## What this exercise asks
**A.** Does each of these statements agree with the article on tougher English language requirements for international students? Answer yes or no for each, quoting the article's deciding words exactly. (i) International student numbers nearly doubled between March 2013 and March 2019. (ii) TEQSA announced an audit of fewer than 20 English-language course providers. (iii) Amanda Muller works as a senior lecturer at Flinders University.
**B.** In the article on tougher English language requirements for international students, which union did Victorian Premier Daniel Andrews write to?
**C.** Reproduce part of the article on tougher English language requirements for international students. Begin at the words "International students face" and stop after "with other students.".
--- Begin Source excerpt ---
International students face tougher English language requirements

At the beginning of the year, Victorian Premier Daniel Andrews wrote a letter to the National Tertiary Education Union promising to demand a federal government review of university English-language requirements amid concerns that many international students were struggling to participate in class and complete assignments, as well as placing undue strain on teaching staff:

“International students are a vital part of Victoria’s education system but it’s concerning that some students are enrolled in courses without adequate English language skills to complete them,” he said.

Academics, tutors and students say some international students are struggling to understand instructions in class, complete assignments and communicate with other students.

They say English standards have been set too low and can be bypassed by enrolling in bridging courses…

The union is calling for a review of the English standards required for student visas and those set by universities…

The Premier’s letter follows a sharp lift in international student numbers, which have nearly doubled from 332,356 in March 2013 to 612,825 as at March 2019:

As shown in the next table from the Department of Education, the majority of international student growth has occurred in Melbourne and Sydney, whose numbers have ballooned by 125,393 (396%) and 100,532 (345%) respectively since 2000:

A fortnight ago, federal education minister, Dan Tehan, announced that the Coalition Government would tighten rules around English standards:

The Tertiary Education Quality and Standards Agency, the independent regulator of universities, recommended to Mr Tehan in March that tougher English language standards be applied to academic foundation courses that provide foreign students with a pathway into enrolment at universities… the regulator also advised that monitoring of universities’ compliance could be sharpened, including by forcing them to “record, in detail, the basis on which a student met the required English language entry standard”…

Mr Tehan is said to be supportive of the changes and the Department of Education is now developing advice for him on how they would operate…

And yesterday, the Tertiary Education Quality and Standards Agency (TEQSA) announced that it would audit more than 55 English-language course providers to ensure they are meeting tougher government requirements:

The providers will be scrutinised for their compliance with national standards that were tightened from 2018, requiring proper measures to demonstrate students’ outcomes are adequate for the higher education programs they are entering…

“As part of this, the agency will systematically go through provider by provider (and there are about 55 providers that offer ELICOS courses) and will be assessing those courses against the strengthened ELICOS national standards,” the spokeswoman said…

Amanda Muller, a senior lecturer responsible for student language development at Flinders University, said the tightening of ELICOS standards was “entirely needed”…

She said there was pressure on providers to produce results for their customers in the smallest amount of time possible…

If the federal government was genuinely interested in addressing the problems pervading Australia’s universities, it would task the Productivity Commission (PC) to undertake a warts-and-all review of the international student industry to determine whether it is maximising net benefits for Australians, in addition to tasking the PC with providing recommendations for improvement.
--- End Source excerpt ---
--- Begin Material provided ---
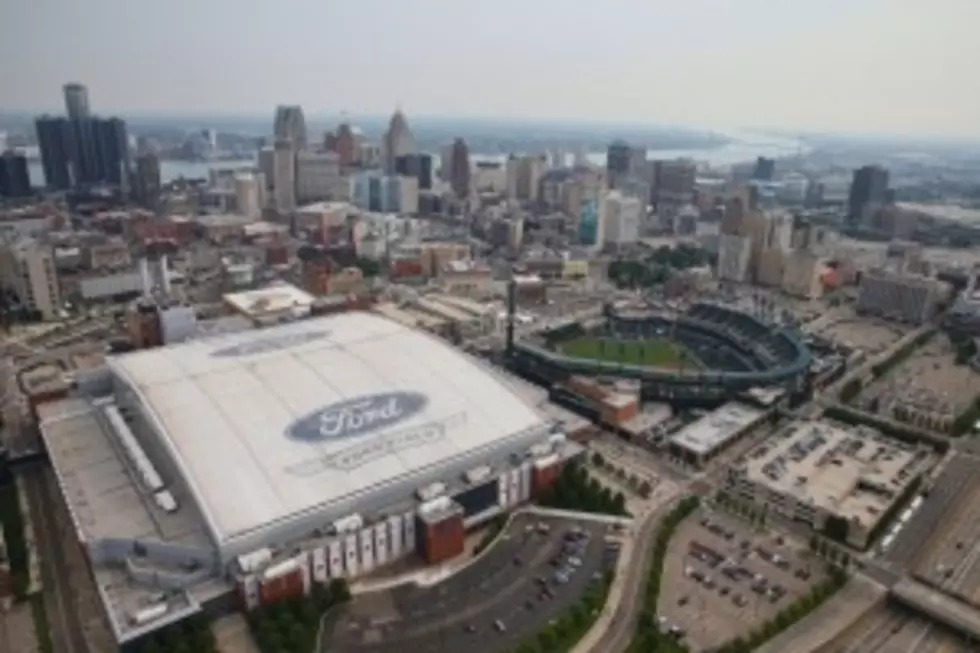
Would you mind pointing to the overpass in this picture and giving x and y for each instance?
(944, 608)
--- End Material provided ---
## Full solutions
**A.**
(i) Yes: "which have nearly doubled from 332,356 in March 2013 to 612,825 as at March 2019"
(ii) No: "it would audit more than 55 English-language course providers"
(iii) Yes: "a senior lecturer responsible for student language development at Flinders University"

**B.** The National Tertiary Education Union.

**C.**
International students face tougher English language requirements

At the beginning of the year, Victorian Premier Daniel Andrews wrote a letter to the National Tertiary Education Union promising to demand a federal government review of university English-language requirements amid concerns that many international students were struggling to participate in class and complete assignments, as well as placing undue strain on teaching staff:

“International students are a vital part of Victoria’s education system but it’s concerning that some students are enrolled in courses without adequate English language skills to complete them,” he said.

Academics, tutors and students say some international students are struggling to understand instructions in class, complete assignments and communicate with other students.